Exercices écrits:
1) Répondez aux questions suivantes à partir de l'article.
(a) Quel ministère Nando Bodha dirigeait-il ?
(b) Sur quelle radio Maneesh Gobin s'est-il exprimé ?
(c) À quelle date la marche de l'Opposition était-elle prévue ?
2) Recopiez fidèlement le passage de l'article qui commence aux mots « Ainsi, bien avant » et se termine après les mots « restait au MSM. ».
3) Relevez toutes les personnes désignées par leur nom dans l'article, titre compris.

Extrait proposé:
((
Tremblement au Sun Trust : Nando Bodha inflige une claque cinglante à Pravind Jugnauth

« Nando Bodha pas pou allé. Aussi longtemps ki Soodhun là, nando Bodha pas pou aller ». C’est ce qu’avait affirmé Showkutally Soodhun au cours d’une fonction en milieu de semaine. Il ne semblait pas être le seul à croire que le ministre des Affaires étrangères, un fidèle de longue date du MSM, allait abandonner la barque gouvernementale en dépit du tourbillon politique dans lequel se trouve le gouvernement depuis quelque temps. L’Attorney General Maneesh Gobin était tout aussi convaincu, vendredi, que Nando Bodha ne désertera pas le Sun Trust. Une rassurance qui avait été jugée nécessaire après l’annonce du leader de l’Opposition Arvin Boolell, mardi, que « Bodha has conveyed the message that he would quit ».

« Allez mo gueter la si Nando pe quitter. Demain mo invite tou nou partisans dans comité central 2h à Port-Louis. Nou écoute Nando », avait-il soutenu, l’air amusé, sur les ondes de Radio Plus. Mais comme cela avait été le cas la dernière fois qu’il était sur le plateau de cette radio, plus précisément quand il avait ironisé que le MSM « pane arrive même niveau » que le PTr en termes de nominations avant que la nomination de son père Vishwadeo Gobin au MGI et au RTI ne soit annoncée le lendemain, Maneesh Gobin est une fois de plus allé trop vite en besogne.

Ainsi, bien avant que ne sonnent les 14h, Nando Bodha, avait déjà annoncé sa démission du gouvernement, mais aussi de toutes les instances du MSM où il assumait le rôle de secrétaire général. Il a, dans la foulée, pris à contre-pied son ancien parti qui visait justement à faire une démonstration de force en guise de riposte face à la cascade de dénonciations des avocats dits Avengers et à la marche de l’Opposition prévue pour le samedi 13 février 2021. Une démission qui, bien que certains, surtout les nouveaux adhérents du parti, tentent de minimiser, a secoué le Sun Trust et confirme le malaise qui s’y est installé. D’autant que personne ne peut nier que Nando Bodha, issu de la vieille garde du MSM et proche collaborateur de sir Anerood Jugnauth, était l’un des piliers qu’il restait au MSM.
))
Enregistrements conservés:
((
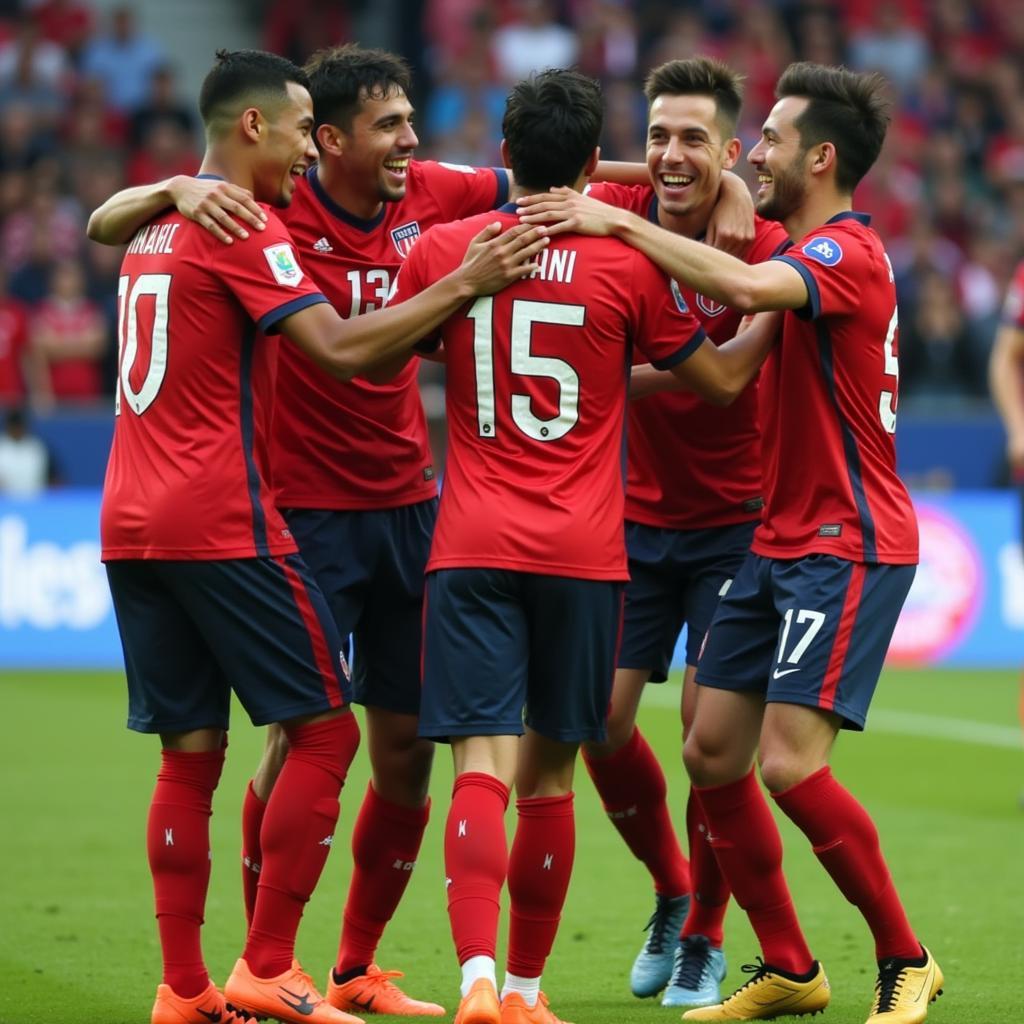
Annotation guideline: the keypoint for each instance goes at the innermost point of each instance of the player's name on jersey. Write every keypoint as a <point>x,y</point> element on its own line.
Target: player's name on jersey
<point>555,264</point>
<point>154,240</point>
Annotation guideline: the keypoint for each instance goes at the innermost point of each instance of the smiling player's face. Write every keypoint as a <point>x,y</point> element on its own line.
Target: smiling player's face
<point>287,150</point>
<point>779,160</point>
<point>378,146</point>
<point>686,153</point>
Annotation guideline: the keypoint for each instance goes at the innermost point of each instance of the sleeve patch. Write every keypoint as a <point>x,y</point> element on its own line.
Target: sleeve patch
<point>284,265</point>
<point>827,252</point>
<point>678,296</point>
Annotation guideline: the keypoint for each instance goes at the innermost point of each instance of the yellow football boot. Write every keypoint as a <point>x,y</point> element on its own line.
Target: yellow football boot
<point>767,995</point>
<point>902,993</point>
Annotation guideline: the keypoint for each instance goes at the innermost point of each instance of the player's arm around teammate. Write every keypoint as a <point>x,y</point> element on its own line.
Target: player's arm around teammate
<point>797,644</point>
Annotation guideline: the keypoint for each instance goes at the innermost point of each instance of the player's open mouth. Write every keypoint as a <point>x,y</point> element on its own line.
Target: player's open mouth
<point>397,168</point>
<point>674,182</point>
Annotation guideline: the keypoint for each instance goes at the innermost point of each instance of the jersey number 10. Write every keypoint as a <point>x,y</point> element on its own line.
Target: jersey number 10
<point>157,286</point>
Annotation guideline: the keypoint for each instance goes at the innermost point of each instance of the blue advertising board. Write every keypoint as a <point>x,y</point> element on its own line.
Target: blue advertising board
<point>967,605</point>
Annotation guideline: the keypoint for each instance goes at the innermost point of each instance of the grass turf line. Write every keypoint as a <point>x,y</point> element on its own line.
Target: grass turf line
<point>78,943</point>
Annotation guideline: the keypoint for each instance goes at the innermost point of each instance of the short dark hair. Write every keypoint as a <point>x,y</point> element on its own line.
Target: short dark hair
<point>848,110</point>
<point>700,77</point>
<point>244,78</point>
<point>552,124</point>
<point>342,77</point>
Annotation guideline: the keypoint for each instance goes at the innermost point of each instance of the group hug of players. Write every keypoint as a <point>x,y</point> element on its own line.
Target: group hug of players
<point>265,500</point>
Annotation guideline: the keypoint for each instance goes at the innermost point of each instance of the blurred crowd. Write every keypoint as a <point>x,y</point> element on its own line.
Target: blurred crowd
<point>89,103</point>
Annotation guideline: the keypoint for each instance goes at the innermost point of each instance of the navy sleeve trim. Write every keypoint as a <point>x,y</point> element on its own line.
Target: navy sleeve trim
<point>683,353</point>
<point>269,321</point>
<point>502,196</point>
<point>813,308</point>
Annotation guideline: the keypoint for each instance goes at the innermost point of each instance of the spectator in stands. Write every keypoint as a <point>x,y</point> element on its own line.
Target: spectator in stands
<point>124,60</point>
<point>26,467</point>
<point>70,335</point>
<point>17,377</point>
<point>67,23</point>
<point>296,29</point>
<point>164,105</point>
<point>936,356</point>
<point>534,41</point>
<point>167,150</point>
<point>892,46</point>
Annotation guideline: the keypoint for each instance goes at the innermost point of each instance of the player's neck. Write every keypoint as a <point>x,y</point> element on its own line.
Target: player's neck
<point>218,163</point>
<point>692,224</point>
<point>338,185</point>
<point>816,211</point>
<point>516,190</point>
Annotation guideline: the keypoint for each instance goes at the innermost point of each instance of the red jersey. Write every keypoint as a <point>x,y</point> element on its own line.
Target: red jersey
<point>537,384</point>
<point>828,394</point>
<point>186,477</point>
<point>693,465</point>
<point>1013,307</point>
<point>13,342</point>
<point>352,444</point>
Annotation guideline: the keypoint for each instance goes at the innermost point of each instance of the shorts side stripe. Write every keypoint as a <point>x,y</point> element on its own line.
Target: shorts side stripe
<point>826,698</point>
<point>321,652</point>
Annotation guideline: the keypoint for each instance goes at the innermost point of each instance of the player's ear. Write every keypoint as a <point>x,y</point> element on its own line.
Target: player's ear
<point>730,154</point>
<point>329,139</point>
<point>823,158</point>
<point>252,123</point>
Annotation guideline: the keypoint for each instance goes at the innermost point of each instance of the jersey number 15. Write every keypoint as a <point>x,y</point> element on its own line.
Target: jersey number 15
<point>524,364</point>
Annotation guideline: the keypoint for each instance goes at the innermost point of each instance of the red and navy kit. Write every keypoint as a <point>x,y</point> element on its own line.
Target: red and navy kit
<point>810,614</point>
<point>828,394</point>
<point>536,406</point>
<point>208,592</point>
<point>352,444</point>
<point>691,465</point>
<point>186,478</point>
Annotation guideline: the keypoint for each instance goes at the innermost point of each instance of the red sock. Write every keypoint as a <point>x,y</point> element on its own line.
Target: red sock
<point>846,842</point>
<point>749,848</point>
<point>253,810</point>
<point>475,862</point>
<point>711,891</point>
<point>298,829</point>
<point>540,867</point>
<point>178,844</point>
<point>632,788</point>
<point>385,844</point>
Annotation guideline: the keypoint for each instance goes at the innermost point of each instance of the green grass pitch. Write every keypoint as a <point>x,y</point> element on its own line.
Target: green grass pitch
<point>940,769</point>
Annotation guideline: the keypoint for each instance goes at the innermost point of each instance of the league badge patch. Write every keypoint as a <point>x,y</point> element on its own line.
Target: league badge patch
<point>678,296</point>
<point>825,251</point>
<point>284,265</point>
<point>404,237</point>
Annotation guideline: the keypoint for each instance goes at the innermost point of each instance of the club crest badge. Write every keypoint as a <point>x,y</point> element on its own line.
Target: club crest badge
<point>284,265</point>
<point>824,251</point>
<point>404,237</point>
<point>709,306</point>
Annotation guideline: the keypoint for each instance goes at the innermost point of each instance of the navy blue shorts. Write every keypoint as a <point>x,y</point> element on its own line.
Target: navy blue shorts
<point>676,579</point>
<point>498,641</point>
<point>194,631</point>
<point>811,631</point>
<point>370,565</point>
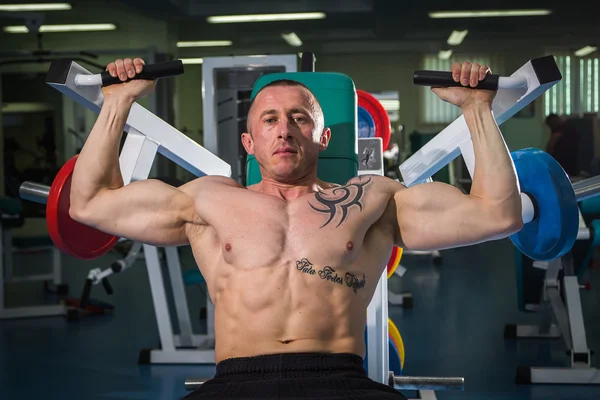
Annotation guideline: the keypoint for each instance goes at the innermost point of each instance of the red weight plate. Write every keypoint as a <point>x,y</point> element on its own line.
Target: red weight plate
<point>68,235</point>
<point>383,127</point>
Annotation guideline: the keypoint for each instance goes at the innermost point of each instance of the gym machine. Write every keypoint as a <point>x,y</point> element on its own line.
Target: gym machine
<point>136,160</point>
<point>556,296</point>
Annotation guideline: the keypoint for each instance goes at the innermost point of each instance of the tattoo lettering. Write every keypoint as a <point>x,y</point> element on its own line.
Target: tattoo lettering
<point>341,203</point>
<point>327,273</point>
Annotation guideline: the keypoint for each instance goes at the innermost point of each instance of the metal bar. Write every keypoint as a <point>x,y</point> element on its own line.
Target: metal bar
<point>587,188</point>
<point>428,383</point>
<point>34,192</point>
<point>194,383</point>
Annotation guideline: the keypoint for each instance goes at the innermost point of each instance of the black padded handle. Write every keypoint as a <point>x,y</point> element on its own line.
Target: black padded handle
<point>107,286</point>
<point>444,79</point>
<point>150,72</point>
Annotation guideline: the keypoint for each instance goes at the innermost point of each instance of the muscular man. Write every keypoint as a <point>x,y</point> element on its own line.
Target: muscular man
<point>291,263</point>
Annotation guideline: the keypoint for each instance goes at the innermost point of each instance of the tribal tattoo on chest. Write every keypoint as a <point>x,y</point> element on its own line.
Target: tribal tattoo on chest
<point>354,282</point>
<point>341,199</point>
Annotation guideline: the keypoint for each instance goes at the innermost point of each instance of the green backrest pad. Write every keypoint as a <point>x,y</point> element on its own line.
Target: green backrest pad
<point>337,95</point>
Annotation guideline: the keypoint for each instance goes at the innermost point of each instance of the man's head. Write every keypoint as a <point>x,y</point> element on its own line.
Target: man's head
<point>286,131</point>
<point>554,122</point>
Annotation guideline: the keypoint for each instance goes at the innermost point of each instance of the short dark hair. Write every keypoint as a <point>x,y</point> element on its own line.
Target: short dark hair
<point>316,107</point>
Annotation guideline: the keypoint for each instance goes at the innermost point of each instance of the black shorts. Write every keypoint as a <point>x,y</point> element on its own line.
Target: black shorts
<point>294,376</point>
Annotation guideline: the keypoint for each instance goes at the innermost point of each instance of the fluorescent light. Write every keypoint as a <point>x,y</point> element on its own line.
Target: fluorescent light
<point>205,43</point>
<point>35,7</point>
<point>444,54</point>
<point>63,28</point>
<point>390,105</point>
<point>584,51</point>
<point>488,13</point>
<point>456,37</point>
<point>292,39</point>
<point>226,19</point>
<point>192,60</point>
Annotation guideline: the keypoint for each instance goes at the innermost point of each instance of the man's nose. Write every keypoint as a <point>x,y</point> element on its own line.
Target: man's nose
<point>286,128</point>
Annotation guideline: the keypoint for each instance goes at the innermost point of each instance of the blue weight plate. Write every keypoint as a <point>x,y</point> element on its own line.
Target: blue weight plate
<point>554,230</point>
<point>366,124</point>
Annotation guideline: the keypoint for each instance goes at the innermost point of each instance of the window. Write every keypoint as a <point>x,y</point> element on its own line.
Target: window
<point>434,111</point>
<point>579,90</point>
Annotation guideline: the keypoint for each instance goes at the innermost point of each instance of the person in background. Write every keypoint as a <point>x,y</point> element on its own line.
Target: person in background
<point>563,144</point>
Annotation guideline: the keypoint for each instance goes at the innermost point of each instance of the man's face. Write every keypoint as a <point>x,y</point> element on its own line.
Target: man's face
<point>286,135</point>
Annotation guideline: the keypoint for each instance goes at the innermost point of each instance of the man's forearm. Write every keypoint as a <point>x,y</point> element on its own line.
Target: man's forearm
<point>494,177</point>
<point>97,166</point>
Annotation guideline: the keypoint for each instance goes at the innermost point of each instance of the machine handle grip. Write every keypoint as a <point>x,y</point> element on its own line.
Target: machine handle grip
<point>444,79</point>
<point>107,286</point>
<point>150,72</point>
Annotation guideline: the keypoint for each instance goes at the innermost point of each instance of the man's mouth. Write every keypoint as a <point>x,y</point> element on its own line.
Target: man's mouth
<point>287,150</point>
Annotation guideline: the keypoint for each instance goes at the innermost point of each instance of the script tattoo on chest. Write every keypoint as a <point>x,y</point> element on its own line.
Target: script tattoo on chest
<point>350,280</point>
<point>341,200</point>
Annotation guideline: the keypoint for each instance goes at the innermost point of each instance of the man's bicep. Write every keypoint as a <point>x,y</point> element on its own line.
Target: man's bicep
<point>435,216</point>
<point>149,211</point>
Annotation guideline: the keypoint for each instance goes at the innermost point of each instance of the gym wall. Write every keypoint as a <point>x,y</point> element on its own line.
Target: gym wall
<point>137,33</point>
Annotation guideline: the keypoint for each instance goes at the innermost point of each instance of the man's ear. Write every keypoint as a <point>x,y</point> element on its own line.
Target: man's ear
<point>324,139</point>
<point>248,142</point>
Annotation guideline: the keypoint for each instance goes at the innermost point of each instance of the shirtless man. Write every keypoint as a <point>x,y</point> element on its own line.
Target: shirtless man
<point>291,263</point>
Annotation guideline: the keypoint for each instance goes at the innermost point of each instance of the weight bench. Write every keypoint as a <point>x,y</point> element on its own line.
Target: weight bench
<point>552,288</point>
<point>9,246</point>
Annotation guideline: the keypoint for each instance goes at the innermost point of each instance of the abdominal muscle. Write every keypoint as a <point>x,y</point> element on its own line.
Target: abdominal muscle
<point>281,309</point>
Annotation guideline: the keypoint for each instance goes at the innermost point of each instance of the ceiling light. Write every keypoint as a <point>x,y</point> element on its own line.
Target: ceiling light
<point>292,39</point>
<point>205,43</point>
<point>225,19</point>
<point>456,37</point>
<point>35,7</point>
<point>488,13</point>
<point>444,54</point>
<point>192,60</point>
<point>390,105</point>
<point>584,51</point>
<point>63,28</point>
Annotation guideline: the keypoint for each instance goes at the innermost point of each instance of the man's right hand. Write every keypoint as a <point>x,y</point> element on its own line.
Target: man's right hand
<point>124,70</point>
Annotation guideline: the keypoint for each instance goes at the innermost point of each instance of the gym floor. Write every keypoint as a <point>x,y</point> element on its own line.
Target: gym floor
<point>455,328</point>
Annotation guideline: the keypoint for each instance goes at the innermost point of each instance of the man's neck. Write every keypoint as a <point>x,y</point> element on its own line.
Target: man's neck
<point>291,191</point>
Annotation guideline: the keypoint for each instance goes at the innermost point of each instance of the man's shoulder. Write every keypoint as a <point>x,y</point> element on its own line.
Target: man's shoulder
<point>369,182</point>
<point>214,182</point>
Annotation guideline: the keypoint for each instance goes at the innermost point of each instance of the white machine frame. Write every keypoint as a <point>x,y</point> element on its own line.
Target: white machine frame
<point>136,160</point>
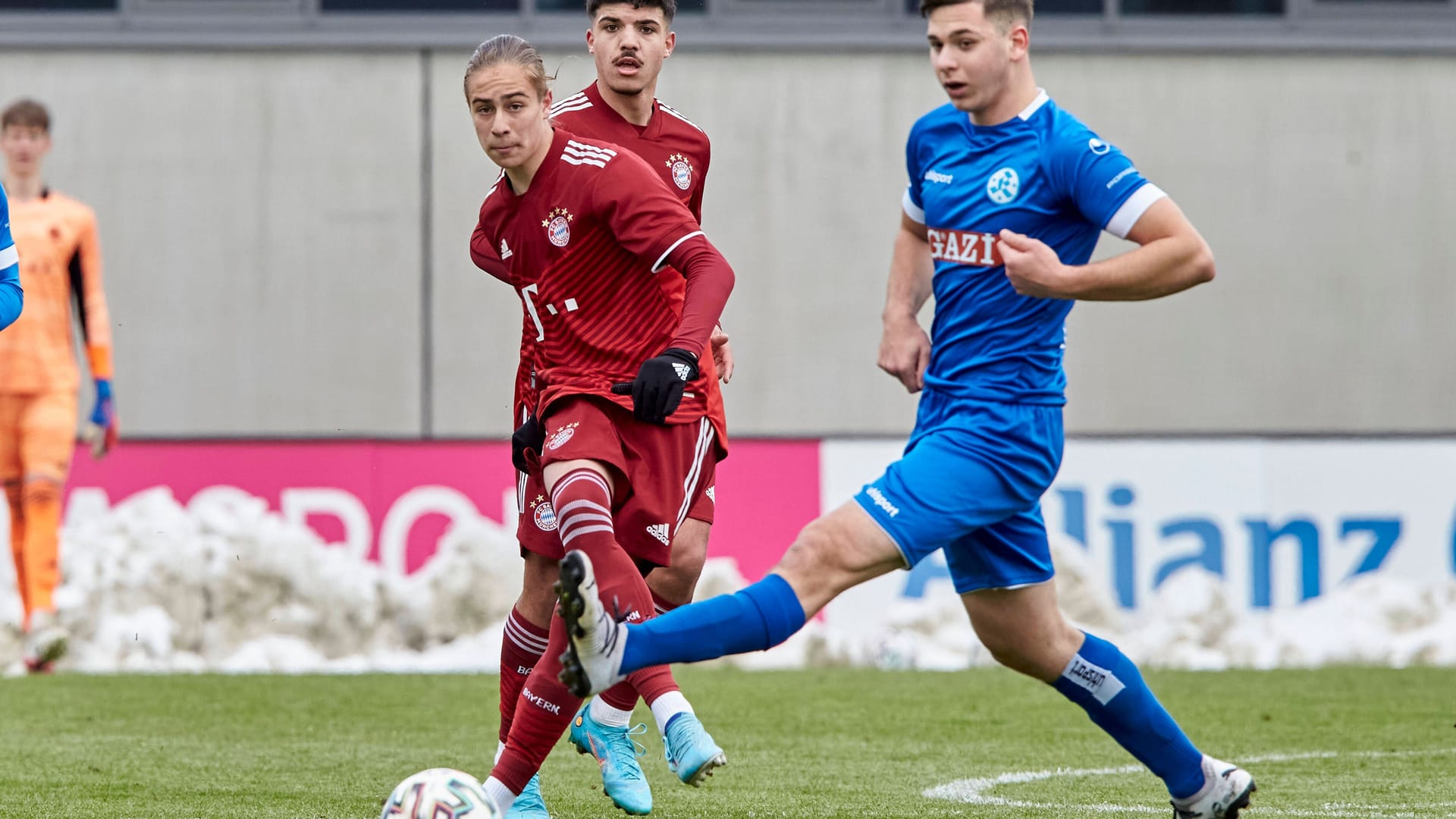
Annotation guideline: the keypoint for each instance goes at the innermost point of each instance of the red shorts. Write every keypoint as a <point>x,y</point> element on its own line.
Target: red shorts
<point>664,475</point>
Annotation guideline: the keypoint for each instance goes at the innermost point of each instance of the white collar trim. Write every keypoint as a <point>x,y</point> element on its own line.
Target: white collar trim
<point>1036,104</point>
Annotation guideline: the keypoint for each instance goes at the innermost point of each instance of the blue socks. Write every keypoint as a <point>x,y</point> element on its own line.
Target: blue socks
<point>756,618</point>
<point>1111,691</point>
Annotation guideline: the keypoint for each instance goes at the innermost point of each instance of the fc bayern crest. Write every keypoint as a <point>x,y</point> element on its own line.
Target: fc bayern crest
<point>561,436</point>
<point>545,516</point>
<point>558,226</point>
<point>682,171</point>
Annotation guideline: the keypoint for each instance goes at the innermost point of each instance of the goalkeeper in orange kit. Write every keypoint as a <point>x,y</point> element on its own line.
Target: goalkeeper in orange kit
<point>39,379</point>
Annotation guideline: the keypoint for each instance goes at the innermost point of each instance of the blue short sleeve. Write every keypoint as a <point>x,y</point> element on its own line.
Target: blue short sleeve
<point>1103,181</point>
<point>913,202</point>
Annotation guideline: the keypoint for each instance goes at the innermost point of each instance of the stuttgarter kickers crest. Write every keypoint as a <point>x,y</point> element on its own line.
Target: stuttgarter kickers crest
<point>561,436</point>
<point>682,171</point>
<point>558,226</point>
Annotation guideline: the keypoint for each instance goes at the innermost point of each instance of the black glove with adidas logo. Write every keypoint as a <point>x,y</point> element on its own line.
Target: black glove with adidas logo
<point>528,439</point>
<point>660,384</point>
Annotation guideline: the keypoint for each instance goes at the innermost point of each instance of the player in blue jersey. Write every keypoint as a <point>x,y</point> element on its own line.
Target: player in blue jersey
<point>11,295</point>
<point>1008,196</point>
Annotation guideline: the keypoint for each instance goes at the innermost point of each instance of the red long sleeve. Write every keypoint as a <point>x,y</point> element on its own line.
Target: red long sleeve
<point>710,281</point>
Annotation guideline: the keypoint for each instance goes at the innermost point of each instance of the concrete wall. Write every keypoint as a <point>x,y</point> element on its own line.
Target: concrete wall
<point>270,237</point>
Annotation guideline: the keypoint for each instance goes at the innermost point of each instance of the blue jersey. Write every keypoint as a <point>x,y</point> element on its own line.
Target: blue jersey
<point>1043,174</point>
<point>11,297</point>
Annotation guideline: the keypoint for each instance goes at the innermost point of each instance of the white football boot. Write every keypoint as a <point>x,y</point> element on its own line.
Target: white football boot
<point>593,657</point>
<point>1226,790</point>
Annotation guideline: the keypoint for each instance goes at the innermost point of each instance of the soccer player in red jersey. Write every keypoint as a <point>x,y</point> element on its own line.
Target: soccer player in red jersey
<point>582,229</point>
<point>629,42</point>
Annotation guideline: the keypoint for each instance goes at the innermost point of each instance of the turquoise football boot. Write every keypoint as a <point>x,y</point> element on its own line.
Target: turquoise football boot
<point>617,754</point>
<point>691,752</point>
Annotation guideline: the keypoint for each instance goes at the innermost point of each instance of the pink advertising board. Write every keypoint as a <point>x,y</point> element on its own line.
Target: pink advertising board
<point>389,502</point>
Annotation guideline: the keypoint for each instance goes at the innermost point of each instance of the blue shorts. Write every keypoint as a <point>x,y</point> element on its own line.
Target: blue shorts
<point>970,483</point>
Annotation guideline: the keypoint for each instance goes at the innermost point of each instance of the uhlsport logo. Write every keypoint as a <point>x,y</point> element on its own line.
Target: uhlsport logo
<point>682,171</point>
<point>545,515</point>
<point>883,502</point>
<point>558,226</point>
<point>1003,186</point>
<point>561,436</point>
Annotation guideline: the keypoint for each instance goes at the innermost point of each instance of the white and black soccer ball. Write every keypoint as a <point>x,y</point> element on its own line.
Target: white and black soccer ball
<point>440,793</point>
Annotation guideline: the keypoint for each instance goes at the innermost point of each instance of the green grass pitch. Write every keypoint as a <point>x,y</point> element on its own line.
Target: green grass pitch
<point>1369,744</point>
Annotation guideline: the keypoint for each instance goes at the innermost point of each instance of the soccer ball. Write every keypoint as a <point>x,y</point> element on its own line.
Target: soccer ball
<point>440,793</point>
))
Corrigé par exercice:
1)
(a) Le ministère des Affaires étrangères.
(b) Sur Radio Plus.
(c) Le samedi 13 février 2021.

2)
Ainsi, bien avant que ne sonnent les 14h, Nando Bodha, avait déjà annoncé sa démission du gouvernement, mais aussi de toutes les instances du MSM où il assumait le rôle de secrétaire général. Il a, dans la foulée, pris à contre-pied son ancien parti qui visait justement à faire une démonstration de force en guise de riposte face à la cascade de dénonciations des avocats dits Avengers et à la marche de l’Opposition prévue pour le samedi 13 février 2021. Une démission qui, bien que certains, surtout les nouveaux adhérents du parti, tentent de minimiser, a secoué le Sun Trust et confirme le malaise qui s’y est installé. D’autant que personne ne peut nier que Nando Bodha, issu de la vieille garde du MSM et proche collaborateur de sir Anerood Jugnauth, était l’un des piliers qu’il restait au MSM.

3)
Nando Bodha
Pravind Jugnauth
Showkutally Soodhun
Maneesh Gobin
Arvin Boolell
Vishwadeo Gobin
Anerood Jugnauth